>> START DOCUMENT EXTRACT

Embodiments relate to a computing device having controls for navigating through dictated text.
A user typically interacts with a computer running a software program or application via a user interface (for example, a graphical user interface (GUI)). The user may use a touchpad, keyboard, mouse, or other input device to enter commands, selections, and other input. However, reading, navigating, and selecting particular portions of text and other elements in a graphical user interface is not possible when a user has impaired vision or when it is impossible or impractical to view the graphical user interface (for example, the user is driving, there is glare from the sun, etc.).
Thus, while graphical user interfaces are useful, there are times when an audio interface that narrates or dictates text is beneficial. Narration-based applications have been developed as a mechanism of providing an audio interface for applications designed for user interaction via a graphical user interface. In cases where a user cannot interact with the screen of their computing device (for example, a smart phone) and wishes to compose material (for example, an email), navigating through dictated text is difficult.
Embodiments of devices, methods, and systems provided herein provide a selection mechanism to facilitate navigation of dictated text. In one example, a pre-existing selection mechanism (for example, volume or microphone controls) is re-configured (or remapped) to navigate through dictated text and to select portions of the dictated text.
Some embodiments of a device, method, and system provided herein automatically modify the volume or microphone controls to permit a user to navigate through dictated text and select the dictated text for modification or replacement.
One embodiment provides a computing device. The computing device include a housing, a selection mechanism included in the housing, a microphone to receive a dictated text, a display device having the dictated text displayed on the display device and an electronic processor. The electronic processor is configured to execute instructions to determine the computing device is in at least one of a voice-recognition state and a playback state; modify a function associated with the selection mechanism based on determining the computing device is in at least one of the voice-recognition state and the playback state; perform a first function using the selection mechanism, wherein the first function includes moving a cursor associated with the dictated text to a new position and generating an audio output associated with the new position of the cursor; and perform a second function in response to selection of the selection mechanism when dictated text is not displayed on the display, the second function different from the first function.
Another embodiment provides a method for controlling navigation through dictated text displayed in a computing device. The method includes determining, with an electronic processor, the computing device is in at least one of a voice-recognition state and a playback state. The method also includes modifying, with the electronic processor, a function associated with a selection mechanism when the computing device is in the voice-recognition state. The method also includes performing a first function using the selection mechanism, wherein the first function includes moving a cursor associated with the dictated text to a new position and generating an audio output associated with the new position of the cursor. The method includes further performing a second function different from the first in response to selection of the selection mechanism when dictated text is not displayed on the display.

>> END DOCUMENT EXTRACT

# WHAT THIS TASK INVOLVES:
Reproduce the passage on navigating dictated text between "Thus, while graphical" and "the dictated text.", inclusive.

>> START PROVIDED MATERIAL

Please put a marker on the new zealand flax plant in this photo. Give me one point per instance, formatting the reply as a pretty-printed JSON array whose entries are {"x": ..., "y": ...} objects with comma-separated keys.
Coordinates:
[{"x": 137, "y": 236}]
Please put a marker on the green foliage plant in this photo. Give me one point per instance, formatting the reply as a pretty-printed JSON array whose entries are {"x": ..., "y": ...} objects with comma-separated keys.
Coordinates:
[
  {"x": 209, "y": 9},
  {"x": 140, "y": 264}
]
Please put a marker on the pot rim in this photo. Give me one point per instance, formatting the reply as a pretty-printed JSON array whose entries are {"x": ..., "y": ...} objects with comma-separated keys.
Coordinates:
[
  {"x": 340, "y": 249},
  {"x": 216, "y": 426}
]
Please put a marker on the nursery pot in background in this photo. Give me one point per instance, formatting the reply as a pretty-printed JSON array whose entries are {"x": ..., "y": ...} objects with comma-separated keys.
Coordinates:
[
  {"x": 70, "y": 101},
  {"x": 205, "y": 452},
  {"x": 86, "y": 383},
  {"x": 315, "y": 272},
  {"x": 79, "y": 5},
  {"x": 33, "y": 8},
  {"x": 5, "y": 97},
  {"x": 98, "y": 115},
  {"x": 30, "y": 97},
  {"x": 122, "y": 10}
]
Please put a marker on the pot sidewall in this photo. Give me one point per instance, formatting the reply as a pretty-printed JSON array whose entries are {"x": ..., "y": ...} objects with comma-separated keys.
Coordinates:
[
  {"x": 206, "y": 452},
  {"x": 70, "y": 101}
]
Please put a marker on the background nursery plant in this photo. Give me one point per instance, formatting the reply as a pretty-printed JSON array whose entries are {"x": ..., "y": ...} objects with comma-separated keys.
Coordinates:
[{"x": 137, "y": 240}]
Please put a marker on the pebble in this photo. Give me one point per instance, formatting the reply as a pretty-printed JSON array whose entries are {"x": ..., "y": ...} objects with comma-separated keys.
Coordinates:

>> END PROVIDED MATERIAL

# ANSWER IN FULL:
Thus, while graphical user interfaces are useful, there are times when an audio interface that narrates or dictates text is beneficial. Narration-based applications have been developed as a mechanism of providing an audio interface for applications designed for user interaction via a graphical user interface. In cases where a user cannot interact with the screen of their computing device (for example, a smart phone) and wishes to compose material (for example, an email), navigating through dictated text is difficult.
Embodiments of devices, methods, and systems provided herein provide a selection mechanism to facilitate navigation of dictated text. In one example, a pre-existing selection mechanism (for example, volume or microphone controls) is re-configured (or remapped) to navigate through dictated text and to select portions of the dictated text.